### [Problem details]
Resume the article below on the discovery of PD-1 and immunotherapy, writing on from its last sentence.

### [Passage to read]

* * * *

This is a story about the velocity of an idea – a discovery whose potential to improve cancer treatment practically leapt from the test tube. It is a story of the science behind the discovery of PD-1 and immunotherapy.
The groundwork was laid in the 1990s, when scientists learned that human cells carry certain proteins on their surface that enable them to escape attack from the body’s immune system. That was followed by the discovery by Dana-Farber scientists that many cancer cells wear one of those same proteins, called PD-L1 – part of an elaborate masquerade that allows the cancer cells to live and multiply without harrassment from the immune system.
The implications of that finding, published in 2001, were self-evident: find a way to block PD-L1, or the proteins on immune system cells that “see” PD-L1, and the command that once prevented an immune system attack on cancer would be lifted. Pharmaceutical companies, once skittish about investing in immunotherapies for cancer (agents that sic the immune system on tumor cells), began working on them in earnest.
The first clinical trial of a PD-L1-blocking drug began in 2008 in patients with advanced blood cancers. Today, a half dozen years later, roughly a dozen trials of PD-L1 blockers have been completed and about 50 more are under way at more than two dozen medical centers across the country, involving thousands of patients with a range of different types of cancers.
These statistics say much about the promise of this form of immunotherapy. First, they indicate that a substantial number of participants in these trials have benefited from it. (New trials wouldn’t be opening at this pace if the treatment wasn’t already showing significant signs of success.) Second, they suggest that, unlike some other drug agents, PD-L1 blockers can be effective against multiple types of cancer.
“It makes sense to test these agents in every form of cancer,” says Dana-Farber’s Gordon Freeman, PhD, whose lab discovered that PD-L1 resides on normal cells as well as some cancer cells, and that blocking it can provoke an immune system attack on tumors.
This particular type of therapy goes by the name immune checkpoint blockade. “Checkpoint” refers to the encounter between immune system T cells – which patrol the body relentlessly for signs of infection or other disease – and the PD-L1 protein on tumor cells. T cells use a protein on their own surface, called PD-1, to probe cancer cells for PD-L1 (and a closely related protein, PD-L2). When they find it, they courteously pass by, leaving the tumor cells free to go about their cancerous business. But when a drug agent blocks that signal, the T cells, no longer misled by PD-L1 and PD-L2, rally an immune system attack on the cancer. “This is a really different strategy,” says Freeman. “Don’t poison the cancer cell but let the immune system directly kill it.”

* * * *

### [Available data]
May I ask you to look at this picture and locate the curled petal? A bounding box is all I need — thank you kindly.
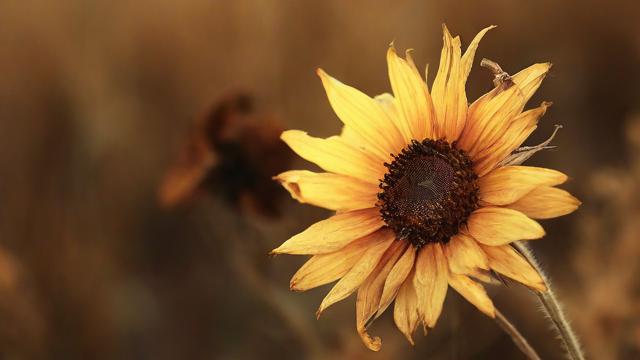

* * * *

### [Task answer]
The early rounds of clinical testing of PD-1/PD-L1 checkpoint inhibitors suggest the arrival of a major addition to the anti-cancer arsenal. The inhibitors, which are made from natural human antibodies, work better in some types of cancers than others, but a distinctive pattern has emerged from the trials conducted so far: For patients who do benefit from these agents, the benefits tend to last for years – in some cases, it appears, indefinitely.
One of the most dramatic examples comes from a clinical trial led by F. Stephen Hodi, MD, director of the Melanoma Center at Dana-Farber/Brigham and Women’s Cancer Center (DF/BWCC). “Since the year 2000, more than 2,000 patients with metastatic melanoma have been treated with ipilimumab, a drug that blocks an immune checkpoint known as CTLA-4,” Freeman relates. “About 20 percent benefited from the drug. The vast majority of them are alive today.”
The record of clinical research in PD-1/PD-L1 inhibitors is much briefer than that of CTLA-4 inhibitors and is, in many respects, just beginning to be written. But many of the results are of the sort that led Science magazine to dub this form of immunotherapy the “Breakthrough of the Year” for 2013.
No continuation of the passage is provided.